Render the records below as a JSON list of strings with one string per line, leaving out any blank lines.

======== LISTING ========

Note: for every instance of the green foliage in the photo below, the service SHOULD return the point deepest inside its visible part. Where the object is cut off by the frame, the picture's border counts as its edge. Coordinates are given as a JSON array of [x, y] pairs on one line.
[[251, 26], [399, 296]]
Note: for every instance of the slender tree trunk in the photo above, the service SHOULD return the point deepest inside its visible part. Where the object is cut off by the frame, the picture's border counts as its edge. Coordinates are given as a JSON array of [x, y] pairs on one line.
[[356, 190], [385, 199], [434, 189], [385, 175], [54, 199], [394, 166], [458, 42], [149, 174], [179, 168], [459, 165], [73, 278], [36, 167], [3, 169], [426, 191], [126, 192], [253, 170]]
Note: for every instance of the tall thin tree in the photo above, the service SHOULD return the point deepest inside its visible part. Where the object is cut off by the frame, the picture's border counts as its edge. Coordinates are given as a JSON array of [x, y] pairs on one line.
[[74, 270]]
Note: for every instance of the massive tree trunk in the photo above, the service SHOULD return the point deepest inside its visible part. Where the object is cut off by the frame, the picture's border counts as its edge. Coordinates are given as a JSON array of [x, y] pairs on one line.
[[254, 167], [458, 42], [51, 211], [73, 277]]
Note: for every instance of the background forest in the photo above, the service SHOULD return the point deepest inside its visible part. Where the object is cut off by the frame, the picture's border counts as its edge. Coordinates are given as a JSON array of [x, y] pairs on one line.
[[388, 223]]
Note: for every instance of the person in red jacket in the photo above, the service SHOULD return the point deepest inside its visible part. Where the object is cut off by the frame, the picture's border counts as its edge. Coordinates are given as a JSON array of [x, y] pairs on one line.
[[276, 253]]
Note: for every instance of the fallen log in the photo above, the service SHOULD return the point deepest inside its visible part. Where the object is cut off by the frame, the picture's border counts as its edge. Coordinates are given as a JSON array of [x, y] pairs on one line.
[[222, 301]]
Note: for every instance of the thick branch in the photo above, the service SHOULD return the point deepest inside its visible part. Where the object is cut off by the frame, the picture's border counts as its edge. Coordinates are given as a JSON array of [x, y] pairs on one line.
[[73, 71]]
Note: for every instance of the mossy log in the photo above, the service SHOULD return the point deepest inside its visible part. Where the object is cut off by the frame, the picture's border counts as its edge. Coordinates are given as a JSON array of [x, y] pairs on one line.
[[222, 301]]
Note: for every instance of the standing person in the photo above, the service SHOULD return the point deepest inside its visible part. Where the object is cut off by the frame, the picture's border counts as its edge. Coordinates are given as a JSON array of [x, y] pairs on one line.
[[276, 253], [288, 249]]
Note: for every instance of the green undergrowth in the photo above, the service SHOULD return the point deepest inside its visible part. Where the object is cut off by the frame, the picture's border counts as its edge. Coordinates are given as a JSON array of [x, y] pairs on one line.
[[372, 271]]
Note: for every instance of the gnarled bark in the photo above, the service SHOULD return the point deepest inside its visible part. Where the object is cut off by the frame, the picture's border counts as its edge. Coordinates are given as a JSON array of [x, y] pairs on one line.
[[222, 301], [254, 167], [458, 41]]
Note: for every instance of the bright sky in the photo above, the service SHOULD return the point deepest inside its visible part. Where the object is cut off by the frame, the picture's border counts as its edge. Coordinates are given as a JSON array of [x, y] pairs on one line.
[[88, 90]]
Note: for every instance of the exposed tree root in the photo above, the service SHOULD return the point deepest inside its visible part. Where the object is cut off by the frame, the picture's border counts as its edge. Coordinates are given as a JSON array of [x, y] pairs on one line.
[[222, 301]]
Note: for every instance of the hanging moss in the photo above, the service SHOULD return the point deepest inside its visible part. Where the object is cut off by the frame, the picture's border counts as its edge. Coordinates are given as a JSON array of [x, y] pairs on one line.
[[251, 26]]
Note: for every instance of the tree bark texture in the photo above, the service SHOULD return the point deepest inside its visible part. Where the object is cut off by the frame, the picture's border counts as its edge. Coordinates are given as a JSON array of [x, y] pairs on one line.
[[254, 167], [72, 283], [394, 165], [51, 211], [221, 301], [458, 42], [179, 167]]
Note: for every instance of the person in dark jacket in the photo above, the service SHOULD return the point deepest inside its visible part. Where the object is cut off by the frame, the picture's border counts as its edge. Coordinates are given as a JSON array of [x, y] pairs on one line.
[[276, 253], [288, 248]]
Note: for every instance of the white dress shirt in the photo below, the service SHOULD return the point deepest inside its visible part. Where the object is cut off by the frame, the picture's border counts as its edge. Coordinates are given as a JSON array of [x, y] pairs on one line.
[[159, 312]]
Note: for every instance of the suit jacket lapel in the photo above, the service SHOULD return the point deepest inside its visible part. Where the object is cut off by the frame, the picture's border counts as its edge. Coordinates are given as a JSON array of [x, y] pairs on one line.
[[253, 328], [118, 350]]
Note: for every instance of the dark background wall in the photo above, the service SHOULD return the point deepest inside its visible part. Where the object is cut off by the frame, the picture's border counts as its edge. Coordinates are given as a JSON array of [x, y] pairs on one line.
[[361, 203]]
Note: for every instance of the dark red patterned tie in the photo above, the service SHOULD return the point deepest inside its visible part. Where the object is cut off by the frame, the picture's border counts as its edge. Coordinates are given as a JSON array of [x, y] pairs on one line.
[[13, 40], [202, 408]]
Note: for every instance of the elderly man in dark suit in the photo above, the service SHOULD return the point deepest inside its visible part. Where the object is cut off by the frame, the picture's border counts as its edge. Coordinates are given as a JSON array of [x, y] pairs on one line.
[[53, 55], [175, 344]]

========

RESULT OF THIS EXERCISE:
[
  "Note: for every instance of the green foliage in the photo below, the service SHOULD return the point deepest inside its visible part. Where the object is cut off by the frame, the picture's border counts as its edge. Coordinates are given as a JSON array of [x, y] pairs on one line.",
  "[[251, 26], [399, 296]]",
  "Note: for every instance of the slender tree trunk in the photo above, the service SHOULD return the point deepest inside its visible part. Where the object is cut off by the frame, the picture's border counts as its edge. Coordinates are given as a JSON array of [x, y] pairs on one line.",
  "[[356, 190], [385, 199], [434, 189], [385, 175], [54, 199], [394, 166], [458, 42], [149, 174], [179, 168], [459, 165], [73, 278], [36, 167], [3, 169], [426, 191], [126, 192], [253, 170]]",
  "Note: for every instance of the tall thin tree in the photo above, the service SHOULD return the point deepest inside its visible part. Where the object is cut off by the frame, the picture's border counts as its edge. Coordinates are given as a JSON array of [x, y] pairs on one line.",
  "[[74, 270]]",
  "Note: for every instance of the massive tree trunk in the photo above, the service SHOULD return the point deepest inside its visible part. Where the object is cut off by the frame, the picture's border counts as its edge. Coordinates are given as a JSON array of [x, y] pairs on one line.",
  "[[254, 167], [458, 42], [51, 211], [73, 277]]",
  "Note: for every instance of the background forest in the photo above, the service SHOULD return the point deepest inside its visible part. Where the object is cut off by the frame, the picture's border counts as its edge. Coordinates are given as a JSON array of [x, y] pairs on one line.",
  "[[388, 223]]",
  "Note: for every instance of the person in red jacket in the photo above, the service SHOULD return the point deepest inside its visible part. Where the object is cut off by the frame, the picture's border counts as its edge. Coordinates are given as a JSON array of [x, y] pairs on one line.",
  "[[276, 253]]",
  "Note: for every instance of the fallen log in the photo above, the service SHOULD return the point deepest inside its visible part. Where the object is cut off by the frame, the picture's border counts as its edge. Coordinates are given as a JSON array of [x, y] pairs on one line.",
  "[[222, 301]]",
  "Note: for every instance of the thick branch in the photo above, the service SHOULD return the point deepest inside its visible part. Where the object is cut off by the frame, the picture's border counts as its edge. Coordinates are given as a JSON array of [x, y] pairs on one line.",
  "[[73, 71]]",
  "Note: for every instance of the mossy log in the photo above, the service SHOULD return the point deepest inside its visible part. Where the object is cut off by the frame, the picture's border counts as its edge. Coordinates are given as a JSON array of [x, y] pairs on one line.",
  "[[222, 301]]",
  "Note: for every instance of the standing person in the photo above, the service SHOULD return the point deepest inside its visible part. Where the object is cut off by the frame, the picture's border counts as its edge. Coordinates are given as a JSON array of [x, y] pairs on one line.",
  "[[276, 253], [288, 249]]",
  "Note: for every instance of the green undergrowth in the photo above, the service SHOULD return the point deepest inside its visible part. Where the object is cut off by the frame, the picture's border counts as its edge. Coordinates are given as a JSON array of [x, y] pairs on one line.",
  "[[372, 271]]",
  "Note: for every instance of the gnarled bark in the photo above, the service SHOULD return the point deepest inside its visible part. Where the object is cut off by the frame, the picture's border counts as its edge. Coordinates are given as a JSON array of [x, y] pairs on one line.",
  "[[222, 301], [254, 167], [458, 41]]",
  "Note: for every instance of the bright sky in the photo above, the service SHOULD return the point deepest inside its visible part. Where the object is cut off by the frame, the picture's border counts as its edge. Coordinates are given as a JSON array of [x, y] pairs on one line.",
  "[[88, 90]]",
  "Note: for every instance of the exposed tree root in the photo above, the service SHOULD return the point deepest inside its visible part. Where the object is cut off by the frame, the picture's border counts as its edge. Coordinates are given as a JSON array of [x, y] pairs on one line.",
  "[[222, 301]]",
  "Note: for every instance of the hanging moss in the photo above, the service SHOULD return the point deepest inside its visible part. Where the object is cut off by the frame, the picture's border counts as its edge. Coordinates are given as a JSON array of [x, y] pairs on one line.",
  "[[251, 26]]",
  "Note: for every instance of the tree bark texture in the photo above, the service SHOULD return the point deepest inside its visible part. Where the object is cut off by the frame, the picture's border counts as its edge. Coordinates are given as a JSON array of [x, y] pairs on one line.",
  "[[254, 167], [72, 283], [394, 165], [51, 211], [221, 301], [458, 42], [179, 167]]",
  "Note: for every instance of the person in dark jacket in the photo above, the service SHOULD return the point deepest inside its visible part. Where the object is cut off by the frame, the picture's border counts as its edge. Coordinates are given as a JSON array of [x, y] pairs on one line.",
  "[[276, 253], [288, 248]]",
  "Note: for every instance of the white dress shirt in the photo below, the service SHOULD return the point deepest inside its visible part. Where the object is cut off by the frame, the picture's border counts as its edge. Coordinates are given as a JSON array of [x, y] pairs on one line.",
  "[[159, 312]]",
  "Note: for every instance of the suit jacket lapel in the photo above, the service SHOULD return the point deepest inside its visible part. Where the object is cut off by the frame, the picture's border counts as its edge. Coordinates are given as a JSON array of [x, y] pairs on one line.",
  "[[253, 328], [118, 350]]",
  "Note: for every instance of the dark background wall in the photo above, the service SHOULD return the point deepest inside its visible part. Where the object is cut off by the frame, the picture's border counts as its edge. Coordinates are given as a JSON array of [x, y] pairs on one line.",
  "[[361, 203]]",
  "Note: for every instance of the dark red patterned tie in the photo above, the service SHOULD return the point deepest inside its visible part. Where the object is cut off by the frame, the picture's border counts as its edge. Coordinates are given as a JSON array of [x, y] pairs on one line.",
  "[[13, 40], [202, 408]]",
  "Note: for every instance of the elderly man in dark suit in the photo above, the service SHOULD return the point deepest inside its visible part. Where the object is cut off by the frame, the picture's border counts as its edge. Coordinates are given as a JSON array of [x, y] pairs on one line.",
  "[[53, 55], [175, 344]]"
]